Lint your Dockerfile with Hadolint
While reading the Top 20 Dockerfile best practicies, I came across with a tool called Hadolint.
Hadolint is written in Haskell and give you a hand when writing your Dockerfiles, to lead you to use the best practicies when working with container environments.
To show you the tool works, you can download and install on your computer from the releases page, and if you are on Linux execute the following:
wget https://github.com/hadolint/hadolint/releases/download/v1.23.0/hadolint-Linux-x86_64
chmod +x hadolint-Linux-x86_64
sudo mv hadolint-Linux-x86_64 /us/local/bin/hadolint
And you are good to go.
So, to test how Hadolint works, consider the following Dockerfile for a FastApi python application:
FROM python:3.8-slim-buster
RUN mkdir /home/app
WORKDIR /home/app
RUN apt update && apt install -y libpq-dev gcc libc-dev
COPY requirements.txt .
RUN pip install -r requirements.txt
COPY ./partner_api partner_api
ENTRYPOINT ["uvicorn", "partner_api.main:app", "--host", "0.0.0.0"]
Looks like a good Dockerfile, yes?
Let's run Hadolint: hadolint Dockerfile
Dockerfile:7 DL3027 warning: Do not use apt as it is meant to be a end-user tool, use apt-get or apt-cache instead
Dockerfile:10 DL3042 warning: Avoid use of cache directory with pip. Use `pip install --no-cache-dir <package>`
Hmm. I'm supposed to use apt-get instead of apt and use no-cache with pip. Let's fix that:
RUN apt-get update && apt-get install -y libpq-dev gcc libc-dev
...
RUN pip install --no-cache-dir -r requirements.txt
Let's run Hadolint again:
Dockerfile:7 DL3008 warning: Pin versions in apt get install. Instead of `apt-get install <package>` use `apt-get install <package>=<version>`
Dockerfile:7 DL3009 info: Delete the apt-get lists after installing something
Dockerfile:7 DL3015 info: Avoid additional packages by specifying `--no-install-recommends`
More apt fixes... In this case I will only add the --no-install-recommends
and uninstall the libs used to compile psycopg2 after pip install
.
RUN apt-get update && \
apt-get install --no-install-recommends -y libpq-dev gcc libc-dev && \
rm -rf /var/lib/apt/lists/*
...
RUN apt-get autoremove -y gcc libc-dev
Now, Hadolint don't tell us about the use of root as user when running the container, but following the tips from the linked post at the beggining of this article, let's setup a user:
FROM python:3.8-slim-buster
RUN mkdir /home/app
RUN useradd app-user && chown -R app-user /home/app
WORKDIR /home/app
RUN apt-get update && apt-get install --no-install-recommends -y libpq-dev gcc libc-dev
COPY requirements.txt .
RUN pip install --no-cache-dir -r requirements.txt
RUN apt-get autoremove -y gcc libc-dev
COPY ./partner_api partner_api
USER app-user
ENTRYPOINT ["uvicorn", "partner_api.main:app", "--host", "0.0.0.0"]
Let's run Hadolint one last time:
Dockerfile:9 DL3008 warning: Pin versions in apt get install. Instead of `apt-get install <package>` use `apt-get install <package>=<version>`
Well, no new warnings after adding our user.
I was unsure about pinning the versions of the installed packages, because in some point those versions might not be available in future versions of the python-based image. Do you have any suggestions? Leave it out in the comments!

What the task requires>
Write out, word for word, the part of the Hadolint post that opens with the words "RUN pip install -r" and closes with "good Dockerfile, yes?".

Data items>
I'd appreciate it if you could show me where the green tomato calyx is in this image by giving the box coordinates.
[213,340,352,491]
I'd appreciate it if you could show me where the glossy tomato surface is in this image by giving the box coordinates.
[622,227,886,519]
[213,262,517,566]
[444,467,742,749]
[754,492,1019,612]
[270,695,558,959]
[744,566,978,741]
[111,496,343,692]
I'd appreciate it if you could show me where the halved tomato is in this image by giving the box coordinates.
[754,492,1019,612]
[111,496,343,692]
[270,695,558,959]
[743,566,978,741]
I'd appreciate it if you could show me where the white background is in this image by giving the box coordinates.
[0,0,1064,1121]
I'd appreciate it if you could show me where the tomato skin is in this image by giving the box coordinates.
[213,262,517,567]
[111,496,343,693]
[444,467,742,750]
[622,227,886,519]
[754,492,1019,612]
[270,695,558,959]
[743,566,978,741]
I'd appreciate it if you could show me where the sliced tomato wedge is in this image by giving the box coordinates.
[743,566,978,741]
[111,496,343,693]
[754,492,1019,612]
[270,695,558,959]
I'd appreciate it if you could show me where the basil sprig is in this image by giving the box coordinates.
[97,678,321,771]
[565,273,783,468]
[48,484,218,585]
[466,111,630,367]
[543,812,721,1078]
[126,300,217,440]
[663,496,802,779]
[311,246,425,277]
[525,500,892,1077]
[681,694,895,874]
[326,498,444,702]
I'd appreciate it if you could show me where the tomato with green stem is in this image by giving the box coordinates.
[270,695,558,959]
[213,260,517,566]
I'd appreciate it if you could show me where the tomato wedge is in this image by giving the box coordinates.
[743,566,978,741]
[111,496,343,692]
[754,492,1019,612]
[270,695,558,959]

The solution>
RUN pip install -r requirements.txt
COPY ./partner_api partner_api
ENTRYPOINT ["uvicorn", "partner_api.main:app", "--host", "0.0.0.0"]
Looks like a good Dockerfile, yes?